■ Document ■
##############################

Skip to content

Yet another PHP implementation of the Rapid Automatic Keyword Extraction algorithm (RAKE).

License

Notifications You must be signed in to change notification settings

SpekArchive/rake-php-plus

 
 

Folders and files

NameName
Last commit message
Last commit date

Latest commit

 

History

68 Commits
 
 
 
 
 
 
 
 
 
 
 
 
 
 
 
 
 
 
 
 

Repository files navigation

rake-php-plus

Yet another PHP implementation of the Rapid Automatic Keyword Extraction algorithm (RAKE).

Latest Stable Version Total Downloads License

Why is this package useful?

Keywords describe the main topics expressed in a document/text. Keyword extraction in turn allows for the extraction of important words and phrases from text. This in turn can be used for building a list of tags or to build a keyword search index or grouping similar content by its topics and much more. This library provides an easy method for PHP developers to get a list of keywords and phrases from a string of text.

This project is based on another project called RAKE-PHP by Richard Filipčík, which is a translation from a Python implementation simply called RAKE.

As described in: Rose, S., Engel, D., Cramer, N., & Cowley, W. (2010). Automatic Keyword Extraction from Individual Documents. In M. W. Berry & J. Kogan (Eds.), Text Mining: Theory and Applications: John Wiley & Sons.

This particular package intends to include the following benefits over the original RAKE-PHP package:

  1. Add PSR-2 coding standards.
  2. Implement PSR-4 in order to be Composer installable.
  3. Add additional functionality such as method chaining.
  4. Add multiple ways to provide source stopwords.
  5. Full unit test coverage.
  6. Performance improvements.
  7. Improved documentation.

Currently Supported Languages

  • English US (en_US)
  • Spanish/español (es_AR)
  • French/le français (fr_FR)
  • Polish/język polski (pl_PL)
  • Russian/русский язык (ru_RU)
  • Brazilian Portuguese/português do Brasil (pt_BR)
  • European Portuguese/português europeu (pt_PT)
  • Sorani Kurdish/سۆرانی (ckb_IQ)
  • Arabic (United Arab Emirates)/لإمارات العربية المتحدة (ar_AE)
  • German (Germany)/Deutsch (Deutschland) (de_DE)

Version

v1.0.16

Special Thanks

Installation

With Composer

$ composer require donatello-za/rake-php-plus
{
    "require": {
        "donatello-za/rake-php-plus": "^1.0"

##############################

■ Challenges ■
**A.** Restate the README from "6. Performance improvements." up to and including "French/le français (fr_FR)", renaming "Performance improvements" to "Speed improvements".
**B.** Extract every line of the records that contains the string "support", treating uppercase and lowercase as different.

■ Given records ■

##############################

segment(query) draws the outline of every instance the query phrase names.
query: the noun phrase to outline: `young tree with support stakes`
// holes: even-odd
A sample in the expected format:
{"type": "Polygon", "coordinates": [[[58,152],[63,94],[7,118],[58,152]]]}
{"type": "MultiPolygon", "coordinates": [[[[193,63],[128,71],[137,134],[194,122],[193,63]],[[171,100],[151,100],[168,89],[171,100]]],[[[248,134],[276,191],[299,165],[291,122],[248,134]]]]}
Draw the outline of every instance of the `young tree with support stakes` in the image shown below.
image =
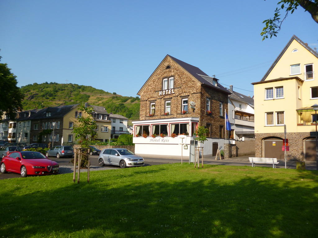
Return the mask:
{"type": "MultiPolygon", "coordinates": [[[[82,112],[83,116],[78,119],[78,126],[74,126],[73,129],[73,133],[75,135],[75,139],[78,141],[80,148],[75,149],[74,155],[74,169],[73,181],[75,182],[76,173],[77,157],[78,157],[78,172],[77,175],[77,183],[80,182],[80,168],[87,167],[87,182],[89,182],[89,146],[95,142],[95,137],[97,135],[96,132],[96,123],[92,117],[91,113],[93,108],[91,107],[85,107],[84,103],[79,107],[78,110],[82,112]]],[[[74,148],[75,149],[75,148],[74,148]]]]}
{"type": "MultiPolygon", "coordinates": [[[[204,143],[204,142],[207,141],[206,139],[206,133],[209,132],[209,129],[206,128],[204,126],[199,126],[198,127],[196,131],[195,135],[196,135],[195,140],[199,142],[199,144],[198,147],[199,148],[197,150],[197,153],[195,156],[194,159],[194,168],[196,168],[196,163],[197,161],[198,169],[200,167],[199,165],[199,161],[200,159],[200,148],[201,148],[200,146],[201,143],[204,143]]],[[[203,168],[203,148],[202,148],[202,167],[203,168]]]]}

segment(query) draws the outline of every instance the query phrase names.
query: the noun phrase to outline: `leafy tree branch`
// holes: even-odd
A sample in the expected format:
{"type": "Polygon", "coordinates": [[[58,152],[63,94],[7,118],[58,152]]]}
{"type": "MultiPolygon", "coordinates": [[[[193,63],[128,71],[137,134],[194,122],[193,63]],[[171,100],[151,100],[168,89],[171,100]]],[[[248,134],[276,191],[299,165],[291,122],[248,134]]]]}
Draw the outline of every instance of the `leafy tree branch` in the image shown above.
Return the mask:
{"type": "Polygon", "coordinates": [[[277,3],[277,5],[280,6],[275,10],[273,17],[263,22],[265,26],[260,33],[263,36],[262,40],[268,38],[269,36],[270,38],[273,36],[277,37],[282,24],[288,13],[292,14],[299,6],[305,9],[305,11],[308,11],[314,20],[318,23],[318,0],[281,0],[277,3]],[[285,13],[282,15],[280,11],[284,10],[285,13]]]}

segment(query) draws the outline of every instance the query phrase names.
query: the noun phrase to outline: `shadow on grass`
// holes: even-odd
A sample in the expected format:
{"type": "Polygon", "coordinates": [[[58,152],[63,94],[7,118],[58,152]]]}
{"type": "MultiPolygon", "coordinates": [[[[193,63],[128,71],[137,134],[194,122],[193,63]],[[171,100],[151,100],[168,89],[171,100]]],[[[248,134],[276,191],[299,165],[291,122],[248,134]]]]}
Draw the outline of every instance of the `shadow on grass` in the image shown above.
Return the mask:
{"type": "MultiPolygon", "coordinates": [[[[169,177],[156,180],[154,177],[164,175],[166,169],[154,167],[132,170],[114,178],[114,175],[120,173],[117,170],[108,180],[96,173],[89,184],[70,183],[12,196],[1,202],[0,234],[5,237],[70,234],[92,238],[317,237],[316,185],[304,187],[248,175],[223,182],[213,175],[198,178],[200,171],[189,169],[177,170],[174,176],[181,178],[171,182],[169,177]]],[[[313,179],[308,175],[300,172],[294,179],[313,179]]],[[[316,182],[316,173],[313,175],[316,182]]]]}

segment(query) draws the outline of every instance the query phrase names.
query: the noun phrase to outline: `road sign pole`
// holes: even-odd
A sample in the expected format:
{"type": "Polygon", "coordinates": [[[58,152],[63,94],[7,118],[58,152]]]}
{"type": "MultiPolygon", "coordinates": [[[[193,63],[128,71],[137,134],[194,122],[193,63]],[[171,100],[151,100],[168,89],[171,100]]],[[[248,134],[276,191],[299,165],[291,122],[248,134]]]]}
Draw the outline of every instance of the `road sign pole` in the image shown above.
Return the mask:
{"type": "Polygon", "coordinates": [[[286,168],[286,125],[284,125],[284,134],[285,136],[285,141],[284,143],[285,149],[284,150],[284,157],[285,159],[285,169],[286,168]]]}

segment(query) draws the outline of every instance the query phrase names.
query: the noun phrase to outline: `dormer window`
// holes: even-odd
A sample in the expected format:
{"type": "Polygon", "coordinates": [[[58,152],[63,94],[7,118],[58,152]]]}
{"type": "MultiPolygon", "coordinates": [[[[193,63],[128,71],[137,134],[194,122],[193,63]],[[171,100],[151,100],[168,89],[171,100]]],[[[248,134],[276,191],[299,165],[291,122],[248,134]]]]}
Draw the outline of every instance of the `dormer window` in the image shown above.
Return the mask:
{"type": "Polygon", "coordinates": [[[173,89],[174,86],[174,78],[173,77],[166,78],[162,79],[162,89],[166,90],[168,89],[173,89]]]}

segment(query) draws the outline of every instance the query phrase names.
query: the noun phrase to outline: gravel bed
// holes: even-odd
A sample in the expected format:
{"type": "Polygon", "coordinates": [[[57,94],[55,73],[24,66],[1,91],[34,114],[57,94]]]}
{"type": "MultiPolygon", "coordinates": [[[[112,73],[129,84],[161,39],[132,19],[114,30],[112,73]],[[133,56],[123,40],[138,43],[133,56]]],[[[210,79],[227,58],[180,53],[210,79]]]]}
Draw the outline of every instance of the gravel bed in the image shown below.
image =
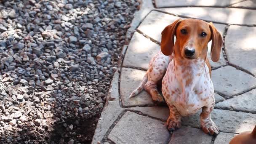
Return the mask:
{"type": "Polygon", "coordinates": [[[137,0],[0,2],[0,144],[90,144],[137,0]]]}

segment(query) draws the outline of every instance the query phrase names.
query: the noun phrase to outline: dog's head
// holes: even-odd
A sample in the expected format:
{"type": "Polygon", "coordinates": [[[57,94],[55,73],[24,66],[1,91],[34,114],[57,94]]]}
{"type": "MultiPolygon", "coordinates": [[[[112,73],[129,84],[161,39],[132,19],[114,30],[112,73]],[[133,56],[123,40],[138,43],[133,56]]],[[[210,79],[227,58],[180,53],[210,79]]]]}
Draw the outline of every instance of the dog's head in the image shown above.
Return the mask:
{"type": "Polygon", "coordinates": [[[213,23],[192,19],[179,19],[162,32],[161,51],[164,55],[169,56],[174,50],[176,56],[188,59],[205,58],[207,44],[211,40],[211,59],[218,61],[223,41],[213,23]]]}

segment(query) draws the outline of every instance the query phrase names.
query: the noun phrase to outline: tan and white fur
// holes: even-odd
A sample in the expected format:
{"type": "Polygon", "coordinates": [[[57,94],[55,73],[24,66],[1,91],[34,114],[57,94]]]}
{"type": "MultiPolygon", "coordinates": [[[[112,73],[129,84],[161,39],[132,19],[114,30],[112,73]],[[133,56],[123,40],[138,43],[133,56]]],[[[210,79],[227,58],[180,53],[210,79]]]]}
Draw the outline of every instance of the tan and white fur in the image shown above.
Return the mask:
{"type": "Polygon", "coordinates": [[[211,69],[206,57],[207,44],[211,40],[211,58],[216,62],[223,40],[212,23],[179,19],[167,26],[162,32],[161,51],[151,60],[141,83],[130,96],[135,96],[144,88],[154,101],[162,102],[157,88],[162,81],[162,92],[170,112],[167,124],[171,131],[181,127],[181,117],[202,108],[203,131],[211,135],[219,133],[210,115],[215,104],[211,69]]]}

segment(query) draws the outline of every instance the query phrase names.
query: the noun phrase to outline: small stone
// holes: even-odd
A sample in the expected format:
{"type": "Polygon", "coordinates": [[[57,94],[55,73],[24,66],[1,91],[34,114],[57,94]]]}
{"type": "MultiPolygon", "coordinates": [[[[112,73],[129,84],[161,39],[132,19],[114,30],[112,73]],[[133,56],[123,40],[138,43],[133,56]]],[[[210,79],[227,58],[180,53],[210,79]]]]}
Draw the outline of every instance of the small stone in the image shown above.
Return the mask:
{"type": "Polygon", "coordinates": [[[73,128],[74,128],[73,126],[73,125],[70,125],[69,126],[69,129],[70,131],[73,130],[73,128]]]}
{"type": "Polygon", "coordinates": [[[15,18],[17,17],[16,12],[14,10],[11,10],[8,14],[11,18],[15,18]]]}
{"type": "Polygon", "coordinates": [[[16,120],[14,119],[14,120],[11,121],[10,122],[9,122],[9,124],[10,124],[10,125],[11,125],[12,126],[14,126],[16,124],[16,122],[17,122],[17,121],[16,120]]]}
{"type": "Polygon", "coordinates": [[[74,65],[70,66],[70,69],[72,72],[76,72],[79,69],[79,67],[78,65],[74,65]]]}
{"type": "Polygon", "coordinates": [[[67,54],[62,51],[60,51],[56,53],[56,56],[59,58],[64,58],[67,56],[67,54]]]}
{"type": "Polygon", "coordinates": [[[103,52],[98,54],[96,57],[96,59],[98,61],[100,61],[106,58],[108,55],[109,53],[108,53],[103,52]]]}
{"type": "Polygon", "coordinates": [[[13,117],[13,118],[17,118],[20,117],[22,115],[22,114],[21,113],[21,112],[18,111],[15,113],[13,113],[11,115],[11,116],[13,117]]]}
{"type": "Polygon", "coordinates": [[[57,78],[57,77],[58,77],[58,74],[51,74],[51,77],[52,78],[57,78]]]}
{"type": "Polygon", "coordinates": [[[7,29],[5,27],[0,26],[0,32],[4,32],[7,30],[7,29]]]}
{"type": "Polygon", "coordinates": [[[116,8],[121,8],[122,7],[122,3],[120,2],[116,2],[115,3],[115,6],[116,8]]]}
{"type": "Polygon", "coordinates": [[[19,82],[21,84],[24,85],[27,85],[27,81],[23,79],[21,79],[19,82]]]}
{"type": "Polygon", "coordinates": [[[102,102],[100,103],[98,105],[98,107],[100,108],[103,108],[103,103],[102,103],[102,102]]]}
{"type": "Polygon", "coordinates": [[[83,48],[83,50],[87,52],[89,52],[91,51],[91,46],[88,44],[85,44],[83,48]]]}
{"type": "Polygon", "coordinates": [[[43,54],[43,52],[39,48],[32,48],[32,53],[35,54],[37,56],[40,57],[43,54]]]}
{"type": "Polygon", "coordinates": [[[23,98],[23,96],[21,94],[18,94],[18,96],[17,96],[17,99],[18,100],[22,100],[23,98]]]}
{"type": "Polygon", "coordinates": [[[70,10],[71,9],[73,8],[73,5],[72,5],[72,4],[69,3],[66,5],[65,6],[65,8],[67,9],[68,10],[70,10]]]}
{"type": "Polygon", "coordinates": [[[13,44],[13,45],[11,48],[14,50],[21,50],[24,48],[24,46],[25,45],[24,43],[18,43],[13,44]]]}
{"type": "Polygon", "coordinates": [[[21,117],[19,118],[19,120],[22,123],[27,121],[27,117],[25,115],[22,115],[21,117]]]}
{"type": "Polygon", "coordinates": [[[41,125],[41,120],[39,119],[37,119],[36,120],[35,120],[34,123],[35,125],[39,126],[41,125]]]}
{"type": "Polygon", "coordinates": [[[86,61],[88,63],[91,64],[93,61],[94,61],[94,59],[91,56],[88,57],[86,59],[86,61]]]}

##############################

■ Task-by-task solutions ■
**A.**
6. Speed improvements.
  7. Improved documentation.

Currently Supported Languages

  • English US (en_US)
  • Spanish/español (es_AR)
  • French/le français (fr_FR)

**B.**
query: the noun phrase to outline: `young tree with support stakes`
Draw the outline of every instance of the `young tree with support stakes` in the image shown below.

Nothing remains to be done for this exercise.